Region pointing data
BEGIN

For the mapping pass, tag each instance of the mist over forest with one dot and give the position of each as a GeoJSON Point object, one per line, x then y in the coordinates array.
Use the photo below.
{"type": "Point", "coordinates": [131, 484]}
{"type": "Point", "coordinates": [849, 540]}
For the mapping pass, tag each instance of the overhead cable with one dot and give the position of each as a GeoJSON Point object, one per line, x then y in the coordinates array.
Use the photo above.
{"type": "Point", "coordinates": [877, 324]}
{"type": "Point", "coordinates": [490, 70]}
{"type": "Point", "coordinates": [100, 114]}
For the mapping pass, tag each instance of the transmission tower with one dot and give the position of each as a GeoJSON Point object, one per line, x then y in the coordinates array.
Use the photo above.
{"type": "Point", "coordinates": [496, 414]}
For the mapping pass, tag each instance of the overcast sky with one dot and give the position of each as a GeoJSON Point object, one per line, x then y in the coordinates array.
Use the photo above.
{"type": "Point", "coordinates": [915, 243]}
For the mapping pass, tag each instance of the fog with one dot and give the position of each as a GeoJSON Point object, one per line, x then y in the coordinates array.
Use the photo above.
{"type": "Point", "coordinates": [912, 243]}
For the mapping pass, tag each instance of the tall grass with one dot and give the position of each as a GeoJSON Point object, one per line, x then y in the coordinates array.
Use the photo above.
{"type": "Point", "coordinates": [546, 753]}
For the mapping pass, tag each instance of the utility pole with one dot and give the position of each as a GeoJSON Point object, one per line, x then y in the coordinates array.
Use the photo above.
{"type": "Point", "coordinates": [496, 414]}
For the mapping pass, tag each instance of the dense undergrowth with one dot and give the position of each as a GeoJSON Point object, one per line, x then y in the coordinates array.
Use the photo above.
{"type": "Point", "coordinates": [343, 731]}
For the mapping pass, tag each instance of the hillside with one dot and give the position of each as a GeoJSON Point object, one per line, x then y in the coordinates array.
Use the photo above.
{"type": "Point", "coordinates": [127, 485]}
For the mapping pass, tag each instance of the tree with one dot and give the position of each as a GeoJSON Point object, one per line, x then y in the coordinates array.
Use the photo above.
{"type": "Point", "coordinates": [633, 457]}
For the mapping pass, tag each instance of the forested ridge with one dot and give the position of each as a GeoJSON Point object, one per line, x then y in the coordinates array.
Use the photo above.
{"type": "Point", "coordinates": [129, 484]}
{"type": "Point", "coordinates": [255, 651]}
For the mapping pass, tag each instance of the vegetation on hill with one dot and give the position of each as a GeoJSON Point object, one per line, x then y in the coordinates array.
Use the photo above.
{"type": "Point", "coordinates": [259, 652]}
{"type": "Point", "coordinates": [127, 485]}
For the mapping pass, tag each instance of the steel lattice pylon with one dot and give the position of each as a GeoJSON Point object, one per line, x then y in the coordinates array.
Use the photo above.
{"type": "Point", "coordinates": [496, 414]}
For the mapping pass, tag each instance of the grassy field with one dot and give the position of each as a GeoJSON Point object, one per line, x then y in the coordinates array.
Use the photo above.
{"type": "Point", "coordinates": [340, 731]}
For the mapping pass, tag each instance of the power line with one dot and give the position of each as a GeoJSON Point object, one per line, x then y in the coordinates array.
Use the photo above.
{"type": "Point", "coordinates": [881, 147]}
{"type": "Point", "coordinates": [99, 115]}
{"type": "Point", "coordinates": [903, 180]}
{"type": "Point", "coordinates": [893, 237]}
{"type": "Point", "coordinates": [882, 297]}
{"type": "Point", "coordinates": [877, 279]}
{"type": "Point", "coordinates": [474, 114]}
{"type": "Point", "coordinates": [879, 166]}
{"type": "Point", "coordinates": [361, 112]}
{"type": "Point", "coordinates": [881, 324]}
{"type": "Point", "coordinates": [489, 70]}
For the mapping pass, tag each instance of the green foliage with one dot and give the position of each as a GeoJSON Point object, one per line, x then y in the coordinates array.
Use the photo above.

END

Prompt: Print the entries once more, identical in every line.

Exercise output:
For the mapping pass, tag each instance of the mist over forest with one dot and give the position of each as a GeoJSON Point object, one per line, x then y in the coordinates array.
Use the photo below.
{"type": "Point", "coordinates": [131, 484]}
{"type": "Point", "coordinates": [849, 540]}
For the mapping pass, tag each instance of the overhead cable with one dot and give the position of each as a GeoJSON Point object, one per line, x then y in the coordinates array.
Use the photo above.
{"type": "Point", "coordinates": [877, 324]}
{"type": "Point", "coordinates": [490, 70]}
{"type": "Point", "coordinates": [100, 114]}
For the mapping pass, tag each instance of the transmission tower with one dot and give the position of each as a GeoJSON Point object, one per line, x then y in the coordinates array.
Use the photo above.
{"type": "Point", "coordinates": [496, 414]}
For the mapping pass, tag each instance of the overcast sky with one dot and give the position of each as a GeoJSON Point object, one per line, x then y in the coordinates array.
Use the photo above.
{"type": "Point", "coordinates": [915, 243]}
For the mapping pass, tag each instance of the fog with one dot and give the position of each as a GeoJSON Point object, one per line, x then y in the coordinates array.
Use the photo above.
{"type": "Point", "coordinates": [912, 243]}
For the mapping pass, tag each instance of the tall grass with one dot and give the position of each as a GeoJSON Point object, one per line, x then y in the coordinates array.
Use the photo above.
{"type": "Point", "coordinates": [546, 753]}
For the mapping pass, tag each instance of the utility pole with one dot and give the position of each as a GeoJSON Point object, one per line, x then y in the coordinates array.
Use the photo above.
{"type": "Point", "coordinates": [496, 414]}
For the mapping pass, tag each instance of the dense undergrowth with one dot and give the position of each as a GeoJSON Point object, one per line, x then y in the coordinates array.
Use the photo above.
{"type": "Point", "coordinates": [343, 731]}
For the mapping pass, tag each instance of the hillside with one dot and give the position of each as a GeoJSON Point object, one per line, x then y in the coordinates array.
Use the photo above.
{"type": "Point", "coordinates": [127, 485]}
For the mapping pass, tag each instance of the tree with one dot and give the position of each as a GeoJSON Point object, one per line, x then y in the coordinates array.
Use the photo above.
{"type": "Point", "coordinates": [633, 457]}
For the mapping pass, tag each instance of the forested ridge with one dot and give the position of each as a GeoJSON Point object, one per line, x then y in the coordinates array.
Use the photo above.
{"type": "Point", "coordinates": [129, 484]}
{"type": "Point", "coordinates": [255, 651]}
For the mapping pass, tag each instance of the vegetation on hill with one dot and give the position of each as a GeoJSON Point object, one per line, x then y in the coordinates array.
Use the photo above.
{"type": "Point", "coordinates": [259, 652]}
{"type": "Point", "coordinates": [127, 485]}
For the mapping pass, tag each instance of the steel lattice pylon with one dot and give the position of each as a GeoJSON Point object, one per line, x then y in the coordinates array.
Use the photo above.
{"type": "Point", "coordinates": [496, 414]}
For the mapping pass, tag each instance of the grassy field with one dot and give the position of each as a GeoJSON Point object, one per line, x then y in the coordinates array.
Use the photo above.
{"type": "Point", "coordinates": [340, 731]}
For the mapping pass, tag each instance of the power line with one dot and give the position of each as a GeoJSON Point object, one per line, x then y in the coordinates array.
Use the photo above.
{"type": "Point", "coordinates": [881, 147]}
{"type": "Point", "coordinates": [99, 115]}
{"type": "Point", "coordinates": [903, 180]}
{"type": "Point", "coordinates": [893, 237]}
{"type": "Point", "coordinates": [882, 297]}
{"type": "Point", "coordinates": [877, 279]}
{"type": "Point", "coordinates": [474, 114]}
{"type": "Point", "coordinates": [879, 166]}
{"type": "Point", "coordinates": [361, 112]}
{"type": "Point", "coordinates": [881, 324]}
{"type": "Point", "coordinates": [489, 70]}
For the mapping pass, tag each instance of the green foliage with one dot and give the position of each as a GeoJSON Point object, one per line, x then y in the coordinates array.
Use the photo above.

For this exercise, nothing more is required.